— BEGIN LISTED RECORDS —

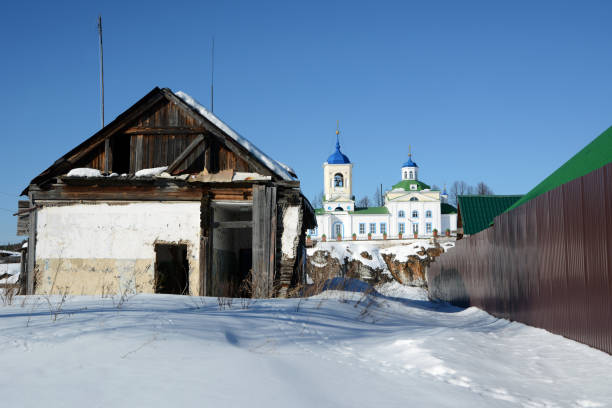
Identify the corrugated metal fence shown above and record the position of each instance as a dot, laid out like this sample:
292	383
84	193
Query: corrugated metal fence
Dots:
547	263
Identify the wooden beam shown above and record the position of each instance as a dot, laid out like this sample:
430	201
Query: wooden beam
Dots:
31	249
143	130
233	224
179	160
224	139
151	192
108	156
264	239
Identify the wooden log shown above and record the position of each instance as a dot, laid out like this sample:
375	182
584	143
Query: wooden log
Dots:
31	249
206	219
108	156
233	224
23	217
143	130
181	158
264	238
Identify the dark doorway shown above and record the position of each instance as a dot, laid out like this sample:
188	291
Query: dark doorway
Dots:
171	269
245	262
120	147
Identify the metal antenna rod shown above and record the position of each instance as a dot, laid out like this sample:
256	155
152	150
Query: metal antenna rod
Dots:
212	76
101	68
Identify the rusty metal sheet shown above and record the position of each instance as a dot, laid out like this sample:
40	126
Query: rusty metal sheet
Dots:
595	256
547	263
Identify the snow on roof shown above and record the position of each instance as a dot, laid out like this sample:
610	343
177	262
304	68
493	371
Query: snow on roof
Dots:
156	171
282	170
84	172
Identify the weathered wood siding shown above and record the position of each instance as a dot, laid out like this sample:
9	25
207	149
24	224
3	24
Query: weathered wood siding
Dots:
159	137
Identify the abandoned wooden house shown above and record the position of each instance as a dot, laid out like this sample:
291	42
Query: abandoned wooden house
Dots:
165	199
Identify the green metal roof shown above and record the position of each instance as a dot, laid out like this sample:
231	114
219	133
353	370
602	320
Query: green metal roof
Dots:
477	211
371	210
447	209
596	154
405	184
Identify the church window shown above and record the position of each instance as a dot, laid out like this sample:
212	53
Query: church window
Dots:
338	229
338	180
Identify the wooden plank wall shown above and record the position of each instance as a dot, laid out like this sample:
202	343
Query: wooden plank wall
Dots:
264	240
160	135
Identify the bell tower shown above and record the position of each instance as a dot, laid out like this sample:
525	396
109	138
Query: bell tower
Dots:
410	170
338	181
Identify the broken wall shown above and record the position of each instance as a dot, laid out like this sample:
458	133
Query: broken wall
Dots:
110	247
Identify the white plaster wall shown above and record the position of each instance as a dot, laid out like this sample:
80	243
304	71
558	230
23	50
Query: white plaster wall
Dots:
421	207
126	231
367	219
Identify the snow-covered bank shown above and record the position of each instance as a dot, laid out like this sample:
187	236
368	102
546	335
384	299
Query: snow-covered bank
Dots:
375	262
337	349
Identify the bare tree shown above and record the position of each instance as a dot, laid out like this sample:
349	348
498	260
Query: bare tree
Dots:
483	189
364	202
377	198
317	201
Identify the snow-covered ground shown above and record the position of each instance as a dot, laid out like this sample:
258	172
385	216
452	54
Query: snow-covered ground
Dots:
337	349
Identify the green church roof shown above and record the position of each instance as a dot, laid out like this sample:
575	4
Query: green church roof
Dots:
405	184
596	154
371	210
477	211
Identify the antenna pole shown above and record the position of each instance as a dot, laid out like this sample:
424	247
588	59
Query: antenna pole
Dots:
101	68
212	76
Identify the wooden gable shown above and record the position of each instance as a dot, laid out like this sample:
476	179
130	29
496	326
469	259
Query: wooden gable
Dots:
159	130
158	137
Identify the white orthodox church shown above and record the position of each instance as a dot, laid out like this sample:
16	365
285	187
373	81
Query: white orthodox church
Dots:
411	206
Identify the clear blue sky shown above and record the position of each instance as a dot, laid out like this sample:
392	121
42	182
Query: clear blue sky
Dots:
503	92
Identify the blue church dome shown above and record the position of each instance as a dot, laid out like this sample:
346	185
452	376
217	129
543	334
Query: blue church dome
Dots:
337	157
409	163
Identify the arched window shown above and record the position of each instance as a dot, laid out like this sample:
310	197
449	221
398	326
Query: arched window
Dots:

— END LISTED RECORDS —

• TASK REQUIREMENTS: Update all of the items above by changing every "Dots" to "Points" and leaving everything else as it is. Leave the pictures out of your answer.

• FINAL ANSWER:
Identify the corrugated metal fence shown above and record the position of each instance as a dot, laid out like this sample:
292	383
84	193
Query: corrugated metal fence
Points:
547	263
Identify the wooden beam shown above and record the position of each instance as a dot, laid out like this sample:
430	201
Query: wooden beam
Points:
31	249
143	130
233	224
179	160
224	139
151	192
108	156
264	239
Identify the wooden log shown above and record the position of each instance as a dot, laid out like this sample:
375	182
584	143
Query: wooden log
Points:
31	249
206	219
108	156
233	224
23	217
143	130
181	158
264	238
Identify the dark doorway shown above and record the position of each instance as a dot, laid out like this sample:
188	291
Query: dark doorway
Points:
171	269
245	262
120	147
Identify the metal antenna rod shown above and record the position of each instance as a dot, laid out like this sample:
256	155
152	150
Query: metal antenna rod
Points:
212	76
101	68
Identify the rusty metal sheet shown above and record the position of each instance as a dot, laid out like this sample:
40	126
Query: rusty metal sheet
Points:
595	256
547	263
Identify the snow on roof shown above and record the position of each instance as a dot, laid out like this sample:
610	343
177	262
304	68
493	371
Query: snow on roof
Points:
156	171
282	170
84	172
Identify the weathered wood siding shown above and record the position of each instance as a dot, laid out like this sample:
9	25
207	149
24	224
3	24
Query: weathered wood siding
Points:
159	137
Identify the abandoned wooden house shown above and record the position of each instance as a dot, laid out like this sample:
291	42
Query: abandoned wooden house
Points:
165	199
Identify the green metal roof shown above and record the position of each instance as a dot, laid out like this sample:
231	114
219	133
353	370
602	320
Query: green metal roof
Points:
477	211
371	210
447	209
596	154
405	184
Identify the church window shown above and record the position of each instance as a dot, laid out like this sample:
212	53
Query: church window
Points:
338	229
338	180
Identify the wooden plank wall shown above and record the position of each instance as a dot, laid out like this sample:
202	343
Query: wooden plank wall
Points:
264	240
160	135
Identify the bell tower shown above and record the position of each instance as a dot, laid out like this sample:
525	396
109	138
Query: bell tower
Points:
410	170
338	181
Identify the broken wall shown above and record the position of each instance as a dot, laid out like this sample:
458	133
Query: broken wall
Points:
110	247
Identify the white plaster wall shown above and record the position of each instance as a dot, laid out like this sample:
80	243
304	71
558	230
23	50
Query: white plaster wall
Points:
421	207
126	231
367	219
Identify the snow-covered bank shown above and record the position of each instance as a dot, laid out like this sample:
187	236
368	102
546	335
384	299
Query: snow-covered bank
Points:
375	262
337	349
Identify the bare tree shown above and record the position of each instance as a dot, laid out like this sample:
349	348
498	260
Query: bare tree
Points:
483	189
364	202
377	198
317	201
Identify the snow-covered ground shown above and record the position of each instance as a dot, laid out like this sample:
258	172
385	216
452	54
Query: snow-covered ground
Points:
337	349
Identify the green church roof shown above and record the position of each instance as a dot, laid out like this sample:
575	4
Query: green church roof
Points:
405	184
596	154
371	210
477	211
Identify the antenna pole shown above and record the position of each instance as a dot, laid out like this sample:
424	247
588	59
Query: antenna pole
Points:
101	68
212	76
Identify the wooden gable shown above and record the position of each instance as a dot, laid out like this sample:
476	179
130	29
496	326
469	259
Query: wooden gable
Points:
159	130
158	137
Identify the white orthodox church shown above and record the position of each instance as a dot, laid out like this sample:
16	365
285	187
373	81
Query: white orthodox church
Points:
411	206
Identify the clear blue sky shown above and record the position of each instance as a dot, laid out like this sample:
392	121
42	182
Query: clear blue sky
Points:
503	92
Identify the blue church dome shown above and record the position of each instance as a dot, laid out like this sample:
346	185
452	376
217	129
543	334
Query: blue church dome
Points:
337	157
409	163
Identify the arched window shown above and record the position of each instance as a dot, laid out like this sample:
310	197
449	221
398	326
Query: arched window
Points:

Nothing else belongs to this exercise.